Saturday 4 June 2022 | Written by Rod Dixon | Published in Features, Weekend


Mangaian chic – pare tō fashion hats from the 1950s
A Mangaia pare to from c. 1957 with typical flower and ‘spider’s web’ decoration (photo; D. S. Marshall Archive, USP Cook Islands)/22060320

​The discovery in Washington DC of a cache of 27 Mangaian reed hats or pare tō, dating from 1958, has reignited local interest in how these extraordinary fashion items were produced, writes Rod Dixon.

In the second month of the Māori year, known as Ōtunga, the “hills are covered with reeds in blossom” while in the fifth month known as Muri‘ā‘ā, the old calendar notes “ruru anga kāka‘o” - “the reed blossoms are scattered by a late blow” presaging winter.

These months – roughly January to April – are the flowering season of the kāka‘o reed. Allan Tuara recalls that during these months, “Men, women and children wandered over the Mangaian hills to pull out the kāka‘o.”

Mrs. Papaiti Parima remembers making early morning trips with her mother (Mama Noora'a, known as ‘Makeni’) up to the hills near their pineapple plantations in puna Kei'ā . “Makeni knew exactly where to go during kāka‘o flowering season – the shady and flat areas that produced the longer stems of kāka‘o. For the weavers, the longer the reed the better.”

The unwanted flowering ends of the kāka‘o were cut off and the remaining stems saved in a bundle. The stems were later split in half and the core of the stem exposed. Mrs. Parima remembers sitting in a shady spot in the hills, biting through the stem, then using her hands to pull the reed in half.

After a day in the hills, the women and children returned home with their bundles of split reeds, the size of the bundle indicating the success of the day’s harvest.

● Problems to solve:
**1)** In the article on Mangaian reed hats, how many pare tō were found in Washington DC, and from what year do they date?
**2)** According to the article on Mangaian reed hats, what steps were taken with the kāka‘o after it was pulled from the hills? List them in order.
**3)** Extend the article on Mangaian reed hats past its final sentence.

● Excerpted data:
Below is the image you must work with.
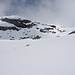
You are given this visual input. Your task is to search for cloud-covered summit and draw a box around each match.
[0,0,75,26]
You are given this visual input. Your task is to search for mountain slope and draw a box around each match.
[0,16,74,40]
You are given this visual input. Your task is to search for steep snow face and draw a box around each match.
[0,16,75,40]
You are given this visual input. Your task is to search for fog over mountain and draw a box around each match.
[0,0,75,27]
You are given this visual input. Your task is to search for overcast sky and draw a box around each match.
[0,0,75,27]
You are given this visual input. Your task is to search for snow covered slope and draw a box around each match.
[0,16,75,40]
[0,16,75,75]
[0,35,75,75]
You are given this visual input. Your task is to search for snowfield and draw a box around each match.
[0,35,75,75]
[0,16,75,75]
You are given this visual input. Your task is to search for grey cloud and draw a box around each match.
[0,0,75,26]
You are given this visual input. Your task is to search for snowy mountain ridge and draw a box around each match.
[0,16,75,40]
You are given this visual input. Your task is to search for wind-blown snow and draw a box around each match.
[0,35,75,75]
[0,16,75,75]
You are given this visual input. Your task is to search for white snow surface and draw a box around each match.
[0,35,75,75]
[0,16,75,75]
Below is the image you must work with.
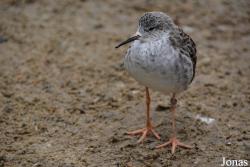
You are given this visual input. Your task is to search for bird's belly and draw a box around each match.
[124,55,191,94]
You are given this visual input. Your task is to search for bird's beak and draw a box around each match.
[115,32,141,48]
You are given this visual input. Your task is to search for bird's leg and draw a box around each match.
[127,87,160,143]
[156,94,192,154]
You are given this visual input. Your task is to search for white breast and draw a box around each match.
[124,34,193,93]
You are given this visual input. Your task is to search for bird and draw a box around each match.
[116,11,197,153]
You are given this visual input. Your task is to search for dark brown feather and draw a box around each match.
[169,28,197,82]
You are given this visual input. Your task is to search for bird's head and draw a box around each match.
[116,12,175,48]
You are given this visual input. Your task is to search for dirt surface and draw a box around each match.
[0,0,250,167]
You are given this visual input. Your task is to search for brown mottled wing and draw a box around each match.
[169,28,197,82]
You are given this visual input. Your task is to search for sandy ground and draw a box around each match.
[0,0,250,167]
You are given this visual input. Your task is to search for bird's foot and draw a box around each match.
[127,125,160,143]
[156,137,192,154]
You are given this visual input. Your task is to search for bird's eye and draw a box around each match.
[148,27,155,31]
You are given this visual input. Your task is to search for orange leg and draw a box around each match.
[156,94,192,154]
[127,87,160,143]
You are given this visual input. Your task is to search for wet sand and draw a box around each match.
[0,0,250,167]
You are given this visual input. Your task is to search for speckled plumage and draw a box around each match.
[124,12,196,94]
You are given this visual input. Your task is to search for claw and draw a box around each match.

● Responses by task:
**1)** Twenty-seven pare tō were found, dating from 1958.

**2)**
1. The unwanted flowering ends were cut off.
2. The remaining stems were saved in a bundle.
3. The stems were split in half to expose the core, for example by biting through the stem and pulling it apart by hand.
4. The bundles of split reeds were carried home at the end of the day.

**3)**
Later, the split reeds would be placed in a tray inside a box, usually a returned Makatea worker’s trunk (the wooden box issued to indentured workers on arrival at Makatea Island to keep their clothing and small items safe). These so-called “Makatea suitcases” or a standard household “glory box” provided an ideally-sized container for bleaching the kāka‘o reeds.

Mrs.Ave of Puna Veitātei- expert hat maker, braiding plain and dyed tō, 1958. (photo - D. S. Marshall Archive, University of the South Pacific, Cook Islands Campus)/22060318

Some yellow sulpur powder was placed in a used corned beef tin containing hot embers from a cooking fire. The smouldering sulphur was then placed under the tray of split reeds and the lid of the box closed. Burning sulphur generates sulphur dioxide which has the smell of burnt matches (matches being treated with sulphur to speed ignition). The coined-word māti or ‘match’ described both the yellow sulphur powder and the sulphur treatment process.

The box was kept closed for two or three days, sometimes longer. Sulphur dioxide is, among other things, a reducing bleach and a fumigant. The māti process whitened the reeds, now called tōtea (white tō) while also fumigating them against mildew, fungus, insects and rats.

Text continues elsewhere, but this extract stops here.